* _Texte fourni_
Accéder au contenu principal

Le châtiment, "gong", le châtiment, ha ha ha !

Vous l'aurez remarqué, je suis moins loquace que d'habitude dans ce blog qui est pourtant censé être le réceptacle quotidien de mes humeurs, vaticinations et autres homélies déglinguées. Le fait est, j'ai mis un gros coup de turbo sur la rédaction d'Apocalypses, une brève histoire de la fin des temps, fracassant ouvrage à sortir d'ici la fin de l'année chez les Moutons Electriques, excellent éditeur au demeurant.

Du coup, autant que vous sachiez précisément pourquoi vous êtes privé de votre ration régulière de débilités nikolavitchesques...

Hop, un extrait :





Le Bug de l'An Mille

C'est une image d'Epinal : à l'approche de l'An Mille, le bon peuple d'Europe sentit venir sa fin. En effet, l'Apocalypse de Saint Jean évoquait un millénaire à l'issue duquel le Diable serait lâché, et où la Colère de Dieu s'abattrait une bonne fois sur les méchants. Les mille ans depuis l'Incarnation semblaient donc, en toute logique, marquer cette époque finale. La peur s'empara des cœurs et des esprits et, à l'approche de la fin de 999, les campagnes sont  en proie à la panique. Les gens vont se confesser en masse et regardent le ciel avec anxiété.

Bien entendu, cette jolie représentation n'a pas grand-chose à voir avec la réalité de l'époque. Au tournant du millénaire, l'Europe de l'Ouest est en proie à diverses crises, notamment démographiques, et les campagnes sont largement dépeuplées. L'Empire Carolingien n'est plus qu'un souvenir lointain, celui d'une trop brève résurgence de l'Âge d'Or de l'Empire Romain. Ces campagnes ne sont même pas complètement christianisées, et l'usage d'un calendrier assez savant pour gérer des durées dépassant le siècle n'est de toute façon pas à la portée de populations majoritairement illettrées. Les villages ont tendance à l'autarcie, les nouvelles et les idées circulent à peine. La panique de masse n'a nulle part où s'incarner.

* _Questions d'étude_
• A. Relevez tous les termes que le texte emploie pour désigner ce dont le blog est censé être le réceptacle quotidien.
• B. Recopiez le passage du texte allant de « Le Bug de l'An » jusqu'à « ciel avec anxiété. » inclus.
• C. D'après le texte, chez quel éditeur doit paraître Apocalypses, une brève histoire de la fin des temps ?

* _Jeu de lignes_
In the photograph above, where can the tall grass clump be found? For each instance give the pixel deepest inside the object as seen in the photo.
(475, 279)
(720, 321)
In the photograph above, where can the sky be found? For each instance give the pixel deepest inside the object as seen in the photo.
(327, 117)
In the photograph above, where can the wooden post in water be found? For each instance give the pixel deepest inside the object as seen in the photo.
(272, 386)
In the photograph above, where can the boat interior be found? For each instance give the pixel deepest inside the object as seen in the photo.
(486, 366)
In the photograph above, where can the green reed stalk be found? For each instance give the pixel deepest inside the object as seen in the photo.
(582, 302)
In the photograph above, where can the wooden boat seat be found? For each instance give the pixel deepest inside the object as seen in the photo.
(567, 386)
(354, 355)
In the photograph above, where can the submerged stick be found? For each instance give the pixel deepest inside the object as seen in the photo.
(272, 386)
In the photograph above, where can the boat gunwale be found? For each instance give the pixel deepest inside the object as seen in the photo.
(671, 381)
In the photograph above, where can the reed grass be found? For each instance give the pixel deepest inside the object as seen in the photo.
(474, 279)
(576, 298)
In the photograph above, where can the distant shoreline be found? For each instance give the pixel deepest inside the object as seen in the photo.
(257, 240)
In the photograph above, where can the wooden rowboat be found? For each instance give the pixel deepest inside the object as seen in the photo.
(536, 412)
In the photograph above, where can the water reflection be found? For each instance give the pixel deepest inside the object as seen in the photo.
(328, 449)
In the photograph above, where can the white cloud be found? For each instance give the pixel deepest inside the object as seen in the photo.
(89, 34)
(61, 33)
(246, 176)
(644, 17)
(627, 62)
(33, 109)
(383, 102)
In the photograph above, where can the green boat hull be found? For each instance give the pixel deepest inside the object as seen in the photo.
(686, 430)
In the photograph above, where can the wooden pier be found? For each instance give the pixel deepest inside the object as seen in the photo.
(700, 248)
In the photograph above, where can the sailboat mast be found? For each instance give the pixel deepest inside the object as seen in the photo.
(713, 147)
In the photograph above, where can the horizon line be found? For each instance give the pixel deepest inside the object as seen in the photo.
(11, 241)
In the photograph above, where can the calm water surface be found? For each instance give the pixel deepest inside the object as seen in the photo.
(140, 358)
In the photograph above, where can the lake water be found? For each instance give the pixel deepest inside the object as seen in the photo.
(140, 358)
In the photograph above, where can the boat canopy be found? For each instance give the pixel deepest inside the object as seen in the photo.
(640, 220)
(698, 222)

* _Corrigé de l'exercice_
• A. humeurs, vaticinations, homélies déglinguées

• B.
Le Bug de l'An Mille

C'est une image d'Epinal : à l'approche de l'An Mille, le bon peuple d'Europe sentit venir sa fin. En effet, l'Apocalypse de Saint Jean évoquait un millénaire à l'issue duquel le Diable serait lâché, et où la Colère de Dieu s'abattrait une bonne fois sur les méchants. Les mille ans depuis l'Incarnation semblaient donc, en toute logique, marquer cette époque finale. La peur s'empara des cœurs et des esprits et, à l'approche de la fin de 999, les campagnes sont  en proie à la panique. Les gens vont se confesser en masse et regardent le ciel avec anxiété.

• C. Chez les Moutons Electriques.